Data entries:
______

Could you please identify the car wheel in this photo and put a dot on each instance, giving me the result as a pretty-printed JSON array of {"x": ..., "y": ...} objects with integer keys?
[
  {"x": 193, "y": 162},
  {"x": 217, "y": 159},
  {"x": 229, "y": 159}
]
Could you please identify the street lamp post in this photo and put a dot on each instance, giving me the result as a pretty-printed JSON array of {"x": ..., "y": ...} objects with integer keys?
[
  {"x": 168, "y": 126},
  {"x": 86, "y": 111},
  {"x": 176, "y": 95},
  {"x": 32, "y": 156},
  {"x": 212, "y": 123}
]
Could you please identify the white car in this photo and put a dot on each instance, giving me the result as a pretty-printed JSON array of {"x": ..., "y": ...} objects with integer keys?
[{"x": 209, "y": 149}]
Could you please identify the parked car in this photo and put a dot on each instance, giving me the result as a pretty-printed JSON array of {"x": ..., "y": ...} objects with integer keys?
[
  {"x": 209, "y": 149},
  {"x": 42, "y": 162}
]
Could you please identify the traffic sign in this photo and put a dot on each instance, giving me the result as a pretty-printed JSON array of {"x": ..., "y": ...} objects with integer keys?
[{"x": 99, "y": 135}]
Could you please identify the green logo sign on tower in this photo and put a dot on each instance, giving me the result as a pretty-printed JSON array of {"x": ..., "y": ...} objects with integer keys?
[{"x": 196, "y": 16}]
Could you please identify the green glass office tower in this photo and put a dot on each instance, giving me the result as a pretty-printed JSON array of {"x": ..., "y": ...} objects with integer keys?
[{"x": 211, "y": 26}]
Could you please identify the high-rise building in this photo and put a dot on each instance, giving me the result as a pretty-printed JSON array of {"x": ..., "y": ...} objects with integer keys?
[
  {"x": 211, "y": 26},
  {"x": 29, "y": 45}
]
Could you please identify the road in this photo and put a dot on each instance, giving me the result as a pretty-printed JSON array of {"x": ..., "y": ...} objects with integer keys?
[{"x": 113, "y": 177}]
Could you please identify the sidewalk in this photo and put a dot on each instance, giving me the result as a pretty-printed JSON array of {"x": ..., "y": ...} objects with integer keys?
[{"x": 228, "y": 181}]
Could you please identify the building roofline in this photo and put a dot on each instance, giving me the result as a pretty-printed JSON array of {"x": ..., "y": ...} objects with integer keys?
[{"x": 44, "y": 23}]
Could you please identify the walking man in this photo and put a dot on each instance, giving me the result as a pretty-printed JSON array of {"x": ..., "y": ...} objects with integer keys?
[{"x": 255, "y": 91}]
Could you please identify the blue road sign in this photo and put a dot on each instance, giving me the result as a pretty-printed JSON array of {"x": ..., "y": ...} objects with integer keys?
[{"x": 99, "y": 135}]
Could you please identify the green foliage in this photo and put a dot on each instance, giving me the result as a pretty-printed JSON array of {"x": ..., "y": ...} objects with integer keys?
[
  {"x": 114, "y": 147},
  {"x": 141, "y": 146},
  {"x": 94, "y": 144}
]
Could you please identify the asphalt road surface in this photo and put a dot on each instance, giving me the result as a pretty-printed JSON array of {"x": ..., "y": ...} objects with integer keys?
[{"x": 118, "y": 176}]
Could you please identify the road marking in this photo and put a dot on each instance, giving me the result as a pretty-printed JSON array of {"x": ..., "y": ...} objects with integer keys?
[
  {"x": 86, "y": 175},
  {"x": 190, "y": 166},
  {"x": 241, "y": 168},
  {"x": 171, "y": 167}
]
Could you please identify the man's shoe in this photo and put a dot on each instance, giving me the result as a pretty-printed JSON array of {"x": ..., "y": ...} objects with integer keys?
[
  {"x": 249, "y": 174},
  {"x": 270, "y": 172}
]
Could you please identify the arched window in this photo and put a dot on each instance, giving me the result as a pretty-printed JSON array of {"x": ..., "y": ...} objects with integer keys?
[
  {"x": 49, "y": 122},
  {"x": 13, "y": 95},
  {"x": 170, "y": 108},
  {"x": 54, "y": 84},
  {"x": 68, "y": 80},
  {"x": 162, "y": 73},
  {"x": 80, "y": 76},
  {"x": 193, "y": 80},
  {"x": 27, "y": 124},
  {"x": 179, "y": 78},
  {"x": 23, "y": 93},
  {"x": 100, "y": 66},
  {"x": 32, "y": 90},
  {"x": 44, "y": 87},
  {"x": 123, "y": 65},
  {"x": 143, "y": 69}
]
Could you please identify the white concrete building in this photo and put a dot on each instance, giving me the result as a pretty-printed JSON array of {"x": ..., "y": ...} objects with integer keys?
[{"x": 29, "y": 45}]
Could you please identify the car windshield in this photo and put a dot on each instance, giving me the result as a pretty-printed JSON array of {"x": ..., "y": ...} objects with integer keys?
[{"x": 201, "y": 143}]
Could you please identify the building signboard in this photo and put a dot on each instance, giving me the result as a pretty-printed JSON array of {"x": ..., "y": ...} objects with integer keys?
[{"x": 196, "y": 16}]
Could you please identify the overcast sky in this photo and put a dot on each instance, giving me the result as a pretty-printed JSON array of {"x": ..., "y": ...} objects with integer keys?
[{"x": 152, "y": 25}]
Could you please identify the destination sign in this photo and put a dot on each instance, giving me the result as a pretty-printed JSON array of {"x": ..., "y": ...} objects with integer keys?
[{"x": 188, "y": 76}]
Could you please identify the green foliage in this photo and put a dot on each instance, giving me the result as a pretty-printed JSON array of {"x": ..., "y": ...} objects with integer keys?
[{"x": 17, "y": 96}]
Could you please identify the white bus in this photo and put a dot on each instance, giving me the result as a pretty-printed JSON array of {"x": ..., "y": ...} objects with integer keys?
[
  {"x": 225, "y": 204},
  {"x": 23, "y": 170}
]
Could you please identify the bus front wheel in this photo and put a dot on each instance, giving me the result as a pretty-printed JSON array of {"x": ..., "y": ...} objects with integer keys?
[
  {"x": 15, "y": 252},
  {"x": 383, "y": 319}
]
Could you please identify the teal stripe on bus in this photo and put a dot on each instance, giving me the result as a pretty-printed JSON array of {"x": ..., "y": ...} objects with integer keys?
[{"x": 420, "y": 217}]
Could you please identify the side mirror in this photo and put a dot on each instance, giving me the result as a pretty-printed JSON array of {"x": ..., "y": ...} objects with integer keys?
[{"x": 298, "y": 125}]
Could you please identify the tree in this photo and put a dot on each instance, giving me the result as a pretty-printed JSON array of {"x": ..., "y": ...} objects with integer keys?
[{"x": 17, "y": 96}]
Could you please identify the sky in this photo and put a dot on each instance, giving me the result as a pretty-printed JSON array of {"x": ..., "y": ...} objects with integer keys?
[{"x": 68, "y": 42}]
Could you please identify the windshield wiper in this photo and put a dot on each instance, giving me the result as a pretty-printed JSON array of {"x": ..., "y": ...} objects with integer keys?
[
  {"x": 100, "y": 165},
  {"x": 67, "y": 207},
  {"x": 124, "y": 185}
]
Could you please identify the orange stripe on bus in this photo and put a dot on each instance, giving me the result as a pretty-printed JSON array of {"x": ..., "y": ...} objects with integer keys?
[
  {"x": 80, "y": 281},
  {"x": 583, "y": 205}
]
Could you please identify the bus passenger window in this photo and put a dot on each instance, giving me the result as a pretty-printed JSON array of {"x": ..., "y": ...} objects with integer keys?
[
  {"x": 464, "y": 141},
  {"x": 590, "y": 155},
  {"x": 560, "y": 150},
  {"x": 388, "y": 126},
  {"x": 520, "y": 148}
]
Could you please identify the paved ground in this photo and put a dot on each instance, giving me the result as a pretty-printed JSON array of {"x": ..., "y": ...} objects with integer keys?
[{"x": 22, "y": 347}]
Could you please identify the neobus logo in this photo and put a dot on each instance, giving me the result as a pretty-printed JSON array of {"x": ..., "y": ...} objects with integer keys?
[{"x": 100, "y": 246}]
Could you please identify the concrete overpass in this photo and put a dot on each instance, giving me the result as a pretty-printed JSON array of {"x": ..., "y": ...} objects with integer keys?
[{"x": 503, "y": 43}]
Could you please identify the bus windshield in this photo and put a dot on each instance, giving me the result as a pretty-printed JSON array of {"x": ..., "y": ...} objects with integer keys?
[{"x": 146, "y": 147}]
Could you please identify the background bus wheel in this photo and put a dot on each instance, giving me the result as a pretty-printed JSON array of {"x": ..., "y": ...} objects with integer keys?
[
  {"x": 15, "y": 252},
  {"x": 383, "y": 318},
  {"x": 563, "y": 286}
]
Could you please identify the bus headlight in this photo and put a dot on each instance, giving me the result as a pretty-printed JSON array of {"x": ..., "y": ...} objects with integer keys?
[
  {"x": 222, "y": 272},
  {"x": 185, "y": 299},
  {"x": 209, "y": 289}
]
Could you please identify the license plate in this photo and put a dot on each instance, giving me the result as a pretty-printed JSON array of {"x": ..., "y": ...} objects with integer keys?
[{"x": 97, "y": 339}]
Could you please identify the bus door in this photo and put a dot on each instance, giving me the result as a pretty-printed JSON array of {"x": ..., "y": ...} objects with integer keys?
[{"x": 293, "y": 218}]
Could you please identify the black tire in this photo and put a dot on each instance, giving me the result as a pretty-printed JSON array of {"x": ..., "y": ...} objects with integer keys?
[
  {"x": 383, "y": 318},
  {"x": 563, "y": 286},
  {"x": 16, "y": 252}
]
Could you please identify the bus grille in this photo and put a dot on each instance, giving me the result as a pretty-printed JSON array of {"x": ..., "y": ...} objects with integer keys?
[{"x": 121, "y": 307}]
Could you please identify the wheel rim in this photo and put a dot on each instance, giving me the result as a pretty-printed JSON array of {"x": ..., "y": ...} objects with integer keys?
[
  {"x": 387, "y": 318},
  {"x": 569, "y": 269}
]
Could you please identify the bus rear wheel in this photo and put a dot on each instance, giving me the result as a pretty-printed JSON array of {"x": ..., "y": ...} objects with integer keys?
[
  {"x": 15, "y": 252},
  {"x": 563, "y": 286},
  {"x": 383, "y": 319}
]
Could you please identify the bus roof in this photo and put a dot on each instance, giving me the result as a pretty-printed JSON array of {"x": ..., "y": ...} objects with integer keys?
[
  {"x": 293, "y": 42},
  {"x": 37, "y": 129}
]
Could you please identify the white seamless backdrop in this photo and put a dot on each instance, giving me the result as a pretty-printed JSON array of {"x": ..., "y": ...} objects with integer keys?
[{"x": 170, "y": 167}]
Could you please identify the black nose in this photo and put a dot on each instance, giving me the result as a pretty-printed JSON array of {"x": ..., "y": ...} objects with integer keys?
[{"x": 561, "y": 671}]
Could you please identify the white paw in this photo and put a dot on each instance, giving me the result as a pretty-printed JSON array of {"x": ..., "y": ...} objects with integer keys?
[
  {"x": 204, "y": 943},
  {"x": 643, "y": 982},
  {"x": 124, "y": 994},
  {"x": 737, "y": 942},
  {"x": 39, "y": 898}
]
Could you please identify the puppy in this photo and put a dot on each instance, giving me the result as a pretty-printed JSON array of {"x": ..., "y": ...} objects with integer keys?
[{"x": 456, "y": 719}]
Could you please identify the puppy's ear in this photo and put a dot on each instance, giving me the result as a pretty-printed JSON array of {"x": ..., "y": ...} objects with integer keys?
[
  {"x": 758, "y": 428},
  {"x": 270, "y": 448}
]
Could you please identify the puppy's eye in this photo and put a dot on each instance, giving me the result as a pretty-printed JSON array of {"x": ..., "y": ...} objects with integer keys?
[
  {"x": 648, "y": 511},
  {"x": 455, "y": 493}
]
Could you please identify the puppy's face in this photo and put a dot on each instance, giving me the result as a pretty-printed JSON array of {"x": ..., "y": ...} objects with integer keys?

______

What you need to do: Could you set down exactly the lines from the one containing "Could you please identify the puppy's eye" through the last line of the records above, both included?

Answer box:
Could you please identify the puppy's eye in this photo and put a dot on each instance, giving me the result as a pretty-printed JSON array of {"x": ..., "y": ...} objects with integer keys?
[
  {"x": 648, "y": 511},
  {"x": 455, "y": 493}
]
Could you please identify the puppy's face in this photo and put a dot on each instance, giving me the result as a pretty-printed JSON array of {"x": ..., "y": ...} objects with integer keys?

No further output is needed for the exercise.